> [Text]:
● ● ●

Objective: Most studies evaluating the adequacy of antidepressant treatment have focused on the relatively small segment of the medicated population with a diagnosis of depression. This study assessed the rates and determinants of the adequacy of antidepressant treatment among all outpatients who receive antidepressants.
Methods: A retrospective analysis was conducted using pharmacy claims made by patients with a primary care physician in a managed care plan at an academic medical center from 1996 through 1999. Adequate antidepressant treatment was defined as prescription of the lowest likely effective dosage of an antidepressant for at least 90 consecutive days. Data for a total of 15,476 records and 1,550 patients were available.
Results: Overall, 46 percent of the patients receiving antidepressants received minimally adequate treatment. The rates of adequate treatment were significantly higher among patients whose antidepressant prescriptions were written by both primary care physicians and psychiatrists than among patients whose antidepressants were prescribed solely by primary care physicians (61 percent versus 31 percent). Patients who had trials of SSRIs had significantly higher rates of treatment adequacy than those who had trials of tricyclic antidepressants but not SSRIs (51 percent compared with 27 percent) or trials with other antidepressants only (24 percent).
Conclusions: Pharmacy claims from all patients receiving antidepressants indicate that these drugs are prescribed in ways that are unlikely to be fully effective across the broad spectrum of patients. Adequate antidepressant treatment trials were most likely when psychiatrists collaborated with primary care physicians or other specialists and when SSRIs were used.

● ● ●

> [Tasks to complete]:
a: In the abstract on antidepressant treatment, condense the paragraph beginning "Results: Overall, 46 percent" into a short bulleted list that keeps its main figures.
b: How does the abstract on antidepressant treatment define adequate treatment?
c: List every percentage in the antidepressant abstract, each with the patient group it describes.
The records come from a different source than the abstract.

● ● ●

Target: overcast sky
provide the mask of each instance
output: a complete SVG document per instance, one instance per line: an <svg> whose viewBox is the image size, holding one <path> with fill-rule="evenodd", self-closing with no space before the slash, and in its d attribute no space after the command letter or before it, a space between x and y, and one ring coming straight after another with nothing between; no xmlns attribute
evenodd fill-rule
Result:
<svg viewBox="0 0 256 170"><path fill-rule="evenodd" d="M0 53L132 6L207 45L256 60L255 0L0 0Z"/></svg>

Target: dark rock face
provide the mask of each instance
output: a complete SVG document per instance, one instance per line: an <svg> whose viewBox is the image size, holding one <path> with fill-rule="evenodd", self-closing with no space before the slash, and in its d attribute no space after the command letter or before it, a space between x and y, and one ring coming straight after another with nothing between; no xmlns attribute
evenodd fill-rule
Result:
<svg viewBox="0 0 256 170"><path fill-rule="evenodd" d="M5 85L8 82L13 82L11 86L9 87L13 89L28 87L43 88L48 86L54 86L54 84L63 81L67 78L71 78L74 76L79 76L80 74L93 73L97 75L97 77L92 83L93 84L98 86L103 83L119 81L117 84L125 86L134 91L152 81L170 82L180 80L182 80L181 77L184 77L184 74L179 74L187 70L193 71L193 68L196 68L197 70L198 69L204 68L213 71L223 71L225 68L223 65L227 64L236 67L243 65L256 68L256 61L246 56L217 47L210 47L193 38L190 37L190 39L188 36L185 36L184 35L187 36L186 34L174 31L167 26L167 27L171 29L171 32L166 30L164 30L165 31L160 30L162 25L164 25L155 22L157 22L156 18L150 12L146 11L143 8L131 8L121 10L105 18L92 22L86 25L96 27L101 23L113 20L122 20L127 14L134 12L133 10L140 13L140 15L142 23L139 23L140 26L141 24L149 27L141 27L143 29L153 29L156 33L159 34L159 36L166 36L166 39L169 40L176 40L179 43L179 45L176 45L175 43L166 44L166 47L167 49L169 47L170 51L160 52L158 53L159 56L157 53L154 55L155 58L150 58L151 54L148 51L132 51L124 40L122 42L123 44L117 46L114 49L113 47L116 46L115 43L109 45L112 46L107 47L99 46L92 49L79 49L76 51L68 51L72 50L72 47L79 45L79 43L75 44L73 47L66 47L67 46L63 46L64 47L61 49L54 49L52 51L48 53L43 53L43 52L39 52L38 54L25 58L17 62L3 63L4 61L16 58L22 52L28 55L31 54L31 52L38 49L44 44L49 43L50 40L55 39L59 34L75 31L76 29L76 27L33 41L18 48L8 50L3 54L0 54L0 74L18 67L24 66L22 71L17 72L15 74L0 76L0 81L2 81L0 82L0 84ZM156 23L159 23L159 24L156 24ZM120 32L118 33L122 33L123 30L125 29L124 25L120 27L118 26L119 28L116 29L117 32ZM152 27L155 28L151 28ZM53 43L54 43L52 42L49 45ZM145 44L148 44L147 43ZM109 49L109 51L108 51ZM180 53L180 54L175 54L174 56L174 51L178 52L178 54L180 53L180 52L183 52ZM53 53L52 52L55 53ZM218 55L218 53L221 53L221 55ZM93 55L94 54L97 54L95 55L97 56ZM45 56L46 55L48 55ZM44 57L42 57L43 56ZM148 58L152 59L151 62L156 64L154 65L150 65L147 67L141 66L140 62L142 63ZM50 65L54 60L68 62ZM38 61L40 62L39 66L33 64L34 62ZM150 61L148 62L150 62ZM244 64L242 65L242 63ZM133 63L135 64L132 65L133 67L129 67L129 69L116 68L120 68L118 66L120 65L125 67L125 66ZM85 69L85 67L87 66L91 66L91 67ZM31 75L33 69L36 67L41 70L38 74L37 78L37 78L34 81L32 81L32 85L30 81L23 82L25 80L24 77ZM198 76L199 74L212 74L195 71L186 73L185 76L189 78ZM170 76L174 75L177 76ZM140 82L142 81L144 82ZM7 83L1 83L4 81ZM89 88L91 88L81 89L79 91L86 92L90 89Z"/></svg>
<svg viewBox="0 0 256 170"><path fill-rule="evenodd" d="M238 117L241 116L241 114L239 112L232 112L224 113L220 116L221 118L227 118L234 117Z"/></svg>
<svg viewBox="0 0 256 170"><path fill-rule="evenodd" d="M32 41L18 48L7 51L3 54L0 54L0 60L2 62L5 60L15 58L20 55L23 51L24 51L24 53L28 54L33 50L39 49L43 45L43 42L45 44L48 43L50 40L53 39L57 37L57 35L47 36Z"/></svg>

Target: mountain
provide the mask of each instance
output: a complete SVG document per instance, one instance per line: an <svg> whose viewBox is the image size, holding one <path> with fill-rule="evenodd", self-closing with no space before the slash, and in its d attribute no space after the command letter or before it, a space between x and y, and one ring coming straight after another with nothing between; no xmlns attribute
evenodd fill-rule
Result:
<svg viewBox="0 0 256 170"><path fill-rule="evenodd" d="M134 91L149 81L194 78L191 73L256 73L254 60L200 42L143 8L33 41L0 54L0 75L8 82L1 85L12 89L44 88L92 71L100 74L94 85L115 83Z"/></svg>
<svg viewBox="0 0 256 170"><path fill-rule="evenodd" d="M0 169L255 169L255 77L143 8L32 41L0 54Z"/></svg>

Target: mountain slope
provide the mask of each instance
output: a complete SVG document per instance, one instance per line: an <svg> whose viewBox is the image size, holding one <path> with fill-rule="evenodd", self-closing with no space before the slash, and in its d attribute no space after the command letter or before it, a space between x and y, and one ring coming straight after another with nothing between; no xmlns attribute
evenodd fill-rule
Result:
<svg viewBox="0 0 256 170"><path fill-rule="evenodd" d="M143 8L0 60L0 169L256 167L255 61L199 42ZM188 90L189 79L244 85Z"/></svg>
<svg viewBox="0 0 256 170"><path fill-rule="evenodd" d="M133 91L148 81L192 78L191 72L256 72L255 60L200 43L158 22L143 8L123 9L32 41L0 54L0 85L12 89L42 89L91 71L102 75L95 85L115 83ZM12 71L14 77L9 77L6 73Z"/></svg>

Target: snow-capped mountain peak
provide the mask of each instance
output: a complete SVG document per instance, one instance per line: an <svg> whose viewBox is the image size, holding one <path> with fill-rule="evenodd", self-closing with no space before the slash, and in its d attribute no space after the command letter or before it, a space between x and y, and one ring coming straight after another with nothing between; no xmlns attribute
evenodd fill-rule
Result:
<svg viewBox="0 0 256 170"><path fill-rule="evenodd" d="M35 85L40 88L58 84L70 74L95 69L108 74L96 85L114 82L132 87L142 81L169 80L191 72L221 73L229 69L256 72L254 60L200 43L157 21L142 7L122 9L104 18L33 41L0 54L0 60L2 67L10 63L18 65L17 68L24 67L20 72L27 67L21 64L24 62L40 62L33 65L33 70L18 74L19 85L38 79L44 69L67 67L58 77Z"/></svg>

● ● ●

> [Problem solutions]:
a:
- 46 percent of patients on antidepressants received minimally adequate treatment.
- Adequacy was 61 percent when both primary care physicians and psychiatrists prescribed, versus 31 percent when only primary care physicians did.
- Adequacy was 51 percent for patients with SSRI trials, 27 percent for those with tricyclic but not SSRI trials, and 24 percent for those with other antidepressants only.

b: It is prescription of the lowest likely effective dosage of an antidepressant for at least 90 consecutive days.

c:
- 46 percent: all patients receiving antidepressants
- 61 percent: patients with prescriptions from both primary care physicians and psychiatrists
- 31 percent: patients with prescriptions from primary care physicians only
- 51 percent: patients with trials of SSRIs
- 27 percent: patients with trials of tricyclic antidepressants but not SSRIs
- 24 percent: patients with trials of other antidepressants only